## Цель задания
Какое произведение, согласно тексту о русских библиографах, один из них пропустил, составляя список сочинений Гоголя?

## Документ
-*-

Зато библиография вполне удовлетворяет у нас самым взыскательным требованиям (если не упоминать о «Библиографических записках»,[6] в которых она иногда сбивается с своего пути). Библиографы русские успели возвыситься до того научного величия, при котором мелки и ничтожны становятся обыденные интересы простых смертных. Библиограф русский, принимаясь за свой труд, отрешается от всего житейского; для него исчезают пространство и время, звания, полы, возрасты, все различия предметов; он носится в библиографических сферах, видя перед собою только буквы, страницы, опечатки, оглавления и не различая ничего более. Примеры и результаты подобной аскетической преданности своей науке и отрешенности от всего земного поистине достойны благоговейного изумления. Когда при вас говорят, например, о Гоголе, то вам приходят на ум прежде всего «Мертвые души» и «Ревизор», оттого что вы преимущественно к этим его произведениям привязываете разные литературные и общественные интересы. Для библиографа никаких интересов подобного рода не существует! Для него важна его наука, требующая указания страниц, года, формата и т. п. Библиограф погрешил бы против своей науки, если бы «Мертвым душам» отдал преимущество пред «Развязкой Ревизора» или «Перепиской». Он совершил бы страшное преступление, если бы «Мертвые души» предпочел «Гансу Кюхельгартену». Помилуйте – что за невидаль «Мертвые души»! А «Ганс» – библиографическая редкость… И так тверда у библиографов эта точка зрения, что один из них, составляя список сочинений Гоголя, действительно пропустил «Мертвые души»,[7] а другой библиограф, услышав об этом, сказал в оправдание своего собрата: «Один пропуск – не велика важность; нельзя же обойтись совсем без пропусков». Так сильно в библиографах отрешение от всяких интересов, посторонних для их науки!..

-*-

## Строки данных разметки рамками
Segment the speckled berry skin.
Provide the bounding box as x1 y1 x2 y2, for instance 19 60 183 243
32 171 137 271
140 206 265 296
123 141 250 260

-*-

## Ответ
Он пропустил «Мертвые души».